Exercise aim: Copy the entire listing, down to the final line, exactly.

Supplied records:
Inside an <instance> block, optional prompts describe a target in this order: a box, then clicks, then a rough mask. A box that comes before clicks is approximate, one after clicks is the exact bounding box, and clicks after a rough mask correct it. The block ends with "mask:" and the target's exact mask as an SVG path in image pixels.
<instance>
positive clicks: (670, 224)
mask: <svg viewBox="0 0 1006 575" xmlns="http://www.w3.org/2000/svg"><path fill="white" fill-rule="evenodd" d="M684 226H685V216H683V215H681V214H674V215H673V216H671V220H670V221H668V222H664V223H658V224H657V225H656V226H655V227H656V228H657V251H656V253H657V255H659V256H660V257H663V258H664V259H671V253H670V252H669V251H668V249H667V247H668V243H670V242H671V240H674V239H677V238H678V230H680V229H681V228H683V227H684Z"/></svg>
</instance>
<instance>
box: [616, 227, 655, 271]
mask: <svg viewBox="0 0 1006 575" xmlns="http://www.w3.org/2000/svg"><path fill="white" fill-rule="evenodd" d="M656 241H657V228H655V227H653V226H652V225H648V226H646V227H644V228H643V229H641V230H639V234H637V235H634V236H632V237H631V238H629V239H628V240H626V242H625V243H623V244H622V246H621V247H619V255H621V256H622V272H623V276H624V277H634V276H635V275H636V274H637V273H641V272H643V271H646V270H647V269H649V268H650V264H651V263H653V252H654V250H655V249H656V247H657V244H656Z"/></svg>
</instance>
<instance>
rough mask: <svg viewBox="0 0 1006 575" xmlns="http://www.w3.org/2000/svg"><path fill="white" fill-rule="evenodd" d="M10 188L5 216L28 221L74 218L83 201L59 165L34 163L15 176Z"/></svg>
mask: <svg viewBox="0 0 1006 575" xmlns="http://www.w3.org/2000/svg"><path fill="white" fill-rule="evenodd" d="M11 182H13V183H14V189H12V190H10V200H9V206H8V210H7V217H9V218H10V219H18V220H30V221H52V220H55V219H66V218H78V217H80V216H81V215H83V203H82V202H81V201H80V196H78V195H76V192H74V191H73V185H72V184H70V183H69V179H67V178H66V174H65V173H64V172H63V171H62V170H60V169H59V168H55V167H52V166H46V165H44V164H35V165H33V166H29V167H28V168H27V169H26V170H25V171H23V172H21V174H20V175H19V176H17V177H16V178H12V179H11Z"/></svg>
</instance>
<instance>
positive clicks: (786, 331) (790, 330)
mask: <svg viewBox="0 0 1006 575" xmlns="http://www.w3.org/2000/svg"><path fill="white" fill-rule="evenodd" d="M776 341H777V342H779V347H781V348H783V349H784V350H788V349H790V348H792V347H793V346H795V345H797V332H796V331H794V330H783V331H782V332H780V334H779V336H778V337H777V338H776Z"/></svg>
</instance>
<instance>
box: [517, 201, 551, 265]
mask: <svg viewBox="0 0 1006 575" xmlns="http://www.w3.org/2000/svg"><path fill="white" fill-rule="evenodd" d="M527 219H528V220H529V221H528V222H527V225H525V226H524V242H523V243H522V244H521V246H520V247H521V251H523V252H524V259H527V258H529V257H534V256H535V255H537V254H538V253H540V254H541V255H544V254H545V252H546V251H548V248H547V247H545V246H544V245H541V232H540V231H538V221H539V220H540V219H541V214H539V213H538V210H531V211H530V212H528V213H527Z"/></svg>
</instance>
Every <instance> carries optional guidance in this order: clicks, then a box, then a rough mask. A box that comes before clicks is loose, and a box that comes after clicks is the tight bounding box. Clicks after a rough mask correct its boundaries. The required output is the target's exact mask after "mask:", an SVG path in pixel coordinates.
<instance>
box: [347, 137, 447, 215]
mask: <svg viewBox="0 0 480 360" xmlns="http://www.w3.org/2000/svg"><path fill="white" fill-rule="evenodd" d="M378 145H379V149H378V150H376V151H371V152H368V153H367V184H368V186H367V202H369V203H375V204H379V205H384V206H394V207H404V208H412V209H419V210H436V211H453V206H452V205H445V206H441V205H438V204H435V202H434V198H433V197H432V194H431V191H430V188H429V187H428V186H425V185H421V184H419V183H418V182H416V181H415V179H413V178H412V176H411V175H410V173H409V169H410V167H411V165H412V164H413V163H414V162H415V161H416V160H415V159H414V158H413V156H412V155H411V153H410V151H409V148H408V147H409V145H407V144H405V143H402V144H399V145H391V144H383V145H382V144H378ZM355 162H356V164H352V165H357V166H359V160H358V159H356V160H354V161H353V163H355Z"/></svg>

Exercise answer:
Inside an <instance> block, optional prompts describe a target in this order: a box, then clicks, then a rough mask. A box that comes before clicks is approximate, one after clicks is the exact bounding box, and clicks after a rough mask correct it. The block ends with "mask:" and the target's exact mask as an SVG path in image pixels.
<instance>
positive clicks: (670, 224)
mask: <svg viewBox="0 0 1006 575" xmlns="http://www.w3.org/2000/svg"><path fill="white" fill-rule="evenodd" d="M684 226H685V216H683V215H681V214H674V215H673V216H671V220H670V221H668V222H664V223H658V224H657V225H656V226H655V227H656V228H657V251H656V253H657V255H659V256H660V257H663V258H664V259H671V253H670V252H669V251H668V249H667V247H668V243H670V242H671V240H674V239H677V238H678V230H680V229H681V228H683V227H684Z"/></svg>
</instance>
<instance>
box: [616, 227, 655, 271]
mask: <svg viewBox="0 0 1006 575" xmlns="http://www.w3.org/2000/svg"><path fill="white" fill-rule="evenodd" d="M656 241H657V228H655V227H653V226H652V225H648V226H646V227H644V228H643V229H641V230H639V234H637V235H634V236H632V237H631V238H629V239H628V240H626V242H625V243H623V244H622V246H621V247H619V255H621V256H622V272H623V276H624V277H634V276H635V275H636V274H637V273H641V272H643V271H646V270H647V269H649V268H650V264H651V263H653V252H654V250H655V249H656V247H657V244H656Z"/></svg>
</instance>
<instance>
rough mask: <svg viewBox="0 0 1006 575" xmlns="http://www.w3.org/2000/svg"><path fill="white" fill-rule="evenodd" d="M10 188L5 216L28 221L74 218L83 201L59 165L34 163L15 176Z"/></svg>
mask: <svg viewBox="0 0 1006 575" xmlns="http://www.w3.org/2000/svg"><path fill="white" fill-rule="evenodd" d="M11 182H13V183H14V189H12V190H10V200H9V206H8V210H7V217H9V218H10V219H18V220H30V221H52V220H55V219H66V218H78V217H80V216H81V215H83V203H82V202H81V201H80V196H78V195H76V192H74V191H73V185H72V184H70V183H69V179H67V178H66V174H65V173H64V172H63V171H62V170H60V169H59V168H55V167H52V166H46V165H44V164H35V165H33V166H29V167H28V168H27V169H26V170H25V171H23V172H21V174H20V175H19V176H17V177H16V178H12V179H11Z"/></svg>
</instance>
<instance>
positive clicks: (786, 331) (790, 330)
mask: <svg viewBox="0 0 1006 575" xmlns="http://www.w3.org/2000/svg"><path fill="white" fill-rule="evenodd" d="M776 341H777V342H779V347H781V348H783V349H784V350H788V349H790V348H792V347H793V346H795V345H797V332H796V331H794V330H783V331H782V332H780V334H779V336H778V337H777V338H776Z"/></svg>
</instance>
<instance>
box: [517, 201, 551, 265]
mask: <svg viewBox="0 0 1006 575" xmlns="http://www.w3.org/2000/svg"><path fill="white" fill-rule="evenodd" d="M527 219H528V220H529V221H528V222H527V225H525V226H524V242H523V243H522V244H521V246H520V247H521V251H523V252H524V259H527V258H529V257H534V256H535V255H537V254H538V253H540V254H541V255H544V254H545V252H546V251H548V248H547V247H545V246H544V245H541V232H540V231H538V221H539V220H540V219H541V214H539V213H538V210H531V211H530V212H528V213H527Z"/></svg>
</instance>
Every <instance> carries optional guidance in this order: clicks, then a box, then a rough mask. A box that comes before clicks is loose, and a box that comes after clicks is the tight bounding box. Clicks after a rough mask correct its boundaries. The required output is the target's exact mask after "mask:", an SVG path in pixel coordinates.
<instance>
box: [347, 137, 447, 215]
mask: <svg viewBox="0 0 480 360" xmlns="http://www.w3.org/2000/svg"><path fill="white" fill-rule="evenodd" d="M378 145H379V149H378V150H376V151H371V152H368V153H367V184H368V186H367V202H369V203H375V204H379V205H384V206H394V207H404V208H412V209H419V210H436V211H453V206H452V205H445V206H441V205H438V204H435V202H434V198H433V197H432V194H431V191H430V188H429V187H428V186H425V185H421V184H419V183H418V182H416V181H415V179H413V178H412V176H411V175H410V173H409V169H410V167H411V165H412V164H413V163H414V162H415V161H416V160H415V159H414V158H413V156H412V155H411V153H410V151H409V148H408V147H409V145H407V144H405V143H402V144H399V145H391V144H383V145H382V144H378ZM355 162H356V164H352V165H357V166H359V160H358V159H356V160H354V161H353V163H355Z"/></svg>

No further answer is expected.